→ **Work to be completed**:
Update the records starting at the line that contains "The locate routine indicates the boat cover" and ending at the end of the records: reproduce those lines with every "boat" replaced by "vessel", leaving all else unchanged.

→ **Source material**:
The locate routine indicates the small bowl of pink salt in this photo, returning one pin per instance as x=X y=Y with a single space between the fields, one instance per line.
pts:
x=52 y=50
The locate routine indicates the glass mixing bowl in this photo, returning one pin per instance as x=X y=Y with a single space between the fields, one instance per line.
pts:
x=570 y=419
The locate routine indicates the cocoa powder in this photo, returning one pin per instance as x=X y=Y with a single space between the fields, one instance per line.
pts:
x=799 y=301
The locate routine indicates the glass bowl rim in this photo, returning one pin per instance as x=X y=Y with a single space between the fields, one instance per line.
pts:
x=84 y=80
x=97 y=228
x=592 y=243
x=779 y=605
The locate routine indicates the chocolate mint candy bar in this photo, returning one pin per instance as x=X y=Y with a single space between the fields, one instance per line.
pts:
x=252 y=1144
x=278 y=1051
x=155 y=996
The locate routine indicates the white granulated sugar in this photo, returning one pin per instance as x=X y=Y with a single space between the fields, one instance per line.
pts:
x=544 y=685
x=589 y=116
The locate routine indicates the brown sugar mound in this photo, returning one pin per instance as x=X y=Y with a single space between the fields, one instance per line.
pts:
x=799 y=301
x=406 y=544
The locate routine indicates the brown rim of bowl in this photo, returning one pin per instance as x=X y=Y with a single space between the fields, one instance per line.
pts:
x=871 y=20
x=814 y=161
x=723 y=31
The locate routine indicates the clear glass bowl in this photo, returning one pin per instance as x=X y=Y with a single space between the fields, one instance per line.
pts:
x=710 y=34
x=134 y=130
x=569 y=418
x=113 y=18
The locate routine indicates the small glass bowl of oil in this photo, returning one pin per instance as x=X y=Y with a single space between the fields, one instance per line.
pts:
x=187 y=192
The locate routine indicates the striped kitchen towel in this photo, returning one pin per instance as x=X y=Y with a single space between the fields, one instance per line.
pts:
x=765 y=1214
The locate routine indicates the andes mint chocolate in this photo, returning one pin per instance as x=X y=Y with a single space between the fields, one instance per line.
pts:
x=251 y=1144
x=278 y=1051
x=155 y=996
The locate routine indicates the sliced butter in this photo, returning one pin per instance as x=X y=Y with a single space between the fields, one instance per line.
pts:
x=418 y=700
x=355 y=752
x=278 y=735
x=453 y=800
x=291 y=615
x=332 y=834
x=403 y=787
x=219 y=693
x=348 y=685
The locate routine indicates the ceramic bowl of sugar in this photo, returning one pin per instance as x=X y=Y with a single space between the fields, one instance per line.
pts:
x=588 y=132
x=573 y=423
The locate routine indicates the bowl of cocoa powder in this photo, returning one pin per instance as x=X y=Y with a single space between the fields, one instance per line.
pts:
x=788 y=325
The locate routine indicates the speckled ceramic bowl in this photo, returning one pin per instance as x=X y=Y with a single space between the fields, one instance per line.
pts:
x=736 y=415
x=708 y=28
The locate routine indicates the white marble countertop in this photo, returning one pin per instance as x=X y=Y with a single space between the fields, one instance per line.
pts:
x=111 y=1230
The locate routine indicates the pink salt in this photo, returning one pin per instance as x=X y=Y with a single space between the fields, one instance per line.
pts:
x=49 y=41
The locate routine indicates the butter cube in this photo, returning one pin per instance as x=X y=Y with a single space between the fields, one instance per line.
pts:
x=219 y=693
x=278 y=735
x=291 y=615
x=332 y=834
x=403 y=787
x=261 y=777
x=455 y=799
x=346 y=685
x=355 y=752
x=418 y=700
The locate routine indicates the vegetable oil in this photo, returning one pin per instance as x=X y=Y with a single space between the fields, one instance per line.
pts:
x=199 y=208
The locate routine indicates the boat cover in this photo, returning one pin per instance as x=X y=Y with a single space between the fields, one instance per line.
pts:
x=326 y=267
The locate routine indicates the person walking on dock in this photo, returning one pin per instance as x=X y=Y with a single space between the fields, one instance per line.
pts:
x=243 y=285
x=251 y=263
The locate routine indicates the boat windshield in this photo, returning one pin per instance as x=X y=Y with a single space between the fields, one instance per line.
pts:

→ **Response to this exercise**:
The locate routine indicates the vessel cover in this photo, returning one pin per instance as x=X y=Y with a single space between the fields, one instance per line.
pts:
x=326 y=267
The locate routine indicates the person walking on dock in this photo, returning one pin per instance as x=X y=Y with a single space between the fields, one instance per line.
pts:
x=243 y=285
x=251 y=263
The locate routine indicates the vessel windshield in this photo, returning one pin per instance as x=X y=Y with a single space between the fields, one instance per line.
pts:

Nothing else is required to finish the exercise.